* [Brief]: Reproduce the items from the start through the line containing "[310,38,401,178]", substituting "bath curtain" for every occurrence of "shower curtain" and leaving all other text unchanged.

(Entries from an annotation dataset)
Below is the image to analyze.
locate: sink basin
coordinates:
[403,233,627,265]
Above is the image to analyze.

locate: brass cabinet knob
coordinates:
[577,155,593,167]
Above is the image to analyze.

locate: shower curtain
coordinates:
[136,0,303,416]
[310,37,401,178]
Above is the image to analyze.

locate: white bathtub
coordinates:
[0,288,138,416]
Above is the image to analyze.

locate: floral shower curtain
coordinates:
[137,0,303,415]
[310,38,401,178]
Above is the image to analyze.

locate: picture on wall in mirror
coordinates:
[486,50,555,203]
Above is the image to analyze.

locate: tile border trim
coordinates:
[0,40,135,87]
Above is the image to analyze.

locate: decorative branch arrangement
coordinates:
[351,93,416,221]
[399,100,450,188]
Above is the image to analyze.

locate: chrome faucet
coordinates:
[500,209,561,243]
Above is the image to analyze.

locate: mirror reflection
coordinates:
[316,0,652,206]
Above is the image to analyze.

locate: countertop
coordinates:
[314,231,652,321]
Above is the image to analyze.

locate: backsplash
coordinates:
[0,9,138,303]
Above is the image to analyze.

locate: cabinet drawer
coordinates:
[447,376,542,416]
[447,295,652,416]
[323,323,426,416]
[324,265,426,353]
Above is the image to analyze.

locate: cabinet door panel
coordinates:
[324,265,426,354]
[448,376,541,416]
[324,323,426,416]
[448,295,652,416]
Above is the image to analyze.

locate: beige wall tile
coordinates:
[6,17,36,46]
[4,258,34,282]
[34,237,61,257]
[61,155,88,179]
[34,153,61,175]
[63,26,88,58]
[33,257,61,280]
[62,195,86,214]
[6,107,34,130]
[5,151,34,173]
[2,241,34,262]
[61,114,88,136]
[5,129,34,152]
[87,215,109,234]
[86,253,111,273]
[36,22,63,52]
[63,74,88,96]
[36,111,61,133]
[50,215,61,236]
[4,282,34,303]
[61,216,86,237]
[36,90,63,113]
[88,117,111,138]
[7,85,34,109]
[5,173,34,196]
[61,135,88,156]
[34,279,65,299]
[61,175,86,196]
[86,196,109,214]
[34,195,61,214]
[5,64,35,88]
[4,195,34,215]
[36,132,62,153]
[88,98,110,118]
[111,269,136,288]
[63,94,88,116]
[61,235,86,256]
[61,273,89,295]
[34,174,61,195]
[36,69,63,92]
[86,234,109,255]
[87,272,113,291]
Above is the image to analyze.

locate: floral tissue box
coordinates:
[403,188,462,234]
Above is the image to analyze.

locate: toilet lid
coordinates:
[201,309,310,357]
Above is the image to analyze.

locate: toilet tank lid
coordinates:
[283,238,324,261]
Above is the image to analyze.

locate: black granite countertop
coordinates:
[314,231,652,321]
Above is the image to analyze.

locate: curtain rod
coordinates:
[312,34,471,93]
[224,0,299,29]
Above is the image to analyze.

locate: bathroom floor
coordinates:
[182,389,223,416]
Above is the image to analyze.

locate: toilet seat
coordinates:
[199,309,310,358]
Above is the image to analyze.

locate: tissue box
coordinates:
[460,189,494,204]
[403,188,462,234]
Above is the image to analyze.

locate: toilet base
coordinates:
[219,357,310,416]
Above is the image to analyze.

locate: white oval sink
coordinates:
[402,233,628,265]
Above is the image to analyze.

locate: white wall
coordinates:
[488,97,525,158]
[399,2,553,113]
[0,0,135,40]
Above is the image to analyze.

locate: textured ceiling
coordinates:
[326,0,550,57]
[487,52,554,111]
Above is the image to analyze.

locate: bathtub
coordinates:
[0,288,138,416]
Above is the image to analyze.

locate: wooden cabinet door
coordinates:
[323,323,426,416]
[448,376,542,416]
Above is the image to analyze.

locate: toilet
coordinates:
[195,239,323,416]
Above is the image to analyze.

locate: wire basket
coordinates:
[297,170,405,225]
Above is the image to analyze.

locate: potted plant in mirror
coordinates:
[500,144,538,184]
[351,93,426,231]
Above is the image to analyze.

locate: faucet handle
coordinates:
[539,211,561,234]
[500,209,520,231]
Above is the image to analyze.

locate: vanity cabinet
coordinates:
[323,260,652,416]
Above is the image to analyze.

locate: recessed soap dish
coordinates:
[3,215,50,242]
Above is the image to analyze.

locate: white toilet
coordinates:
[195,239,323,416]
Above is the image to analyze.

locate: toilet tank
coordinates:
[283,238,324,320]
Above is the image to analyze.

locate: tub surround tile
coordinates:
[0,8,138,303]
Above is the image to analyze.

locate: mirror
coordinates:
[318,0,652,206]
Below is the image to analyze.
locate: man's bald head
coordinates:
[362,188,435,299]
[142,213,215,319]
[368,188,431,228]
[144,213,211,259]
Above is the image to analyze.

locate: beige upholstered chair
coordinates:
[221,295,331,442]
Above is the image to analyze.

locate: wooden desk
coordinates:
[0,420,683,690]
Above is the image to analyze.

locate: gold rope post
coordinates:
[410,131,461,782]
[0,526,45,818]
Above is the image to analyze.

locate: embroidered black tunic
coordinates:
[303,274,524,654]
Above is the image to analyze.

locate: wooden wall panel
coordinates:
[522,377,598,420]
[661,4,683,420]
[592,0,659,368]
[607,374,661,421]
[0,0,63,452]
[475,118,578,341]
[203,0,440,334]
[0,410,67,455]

* [Full response]:
Below is the image to analyze.
locate: sink basin
coordinates:
[403,233,627,265]
Above is the image to analyze.

locate: brass cabinet knob
coordinates:
[577,155,593,167]
Above is the image to analyze.

locate: bath curtain
coordinates:
[136,0,303,416]
[310,37,401,178]
Above is the image to analyze.

locate: white bathtub
coordinates:
[0,288,138,416]
Above is the image to analyze.

locate: floral bath curtain
coordinates:
[137,0,303,415]
[310,38,401,178]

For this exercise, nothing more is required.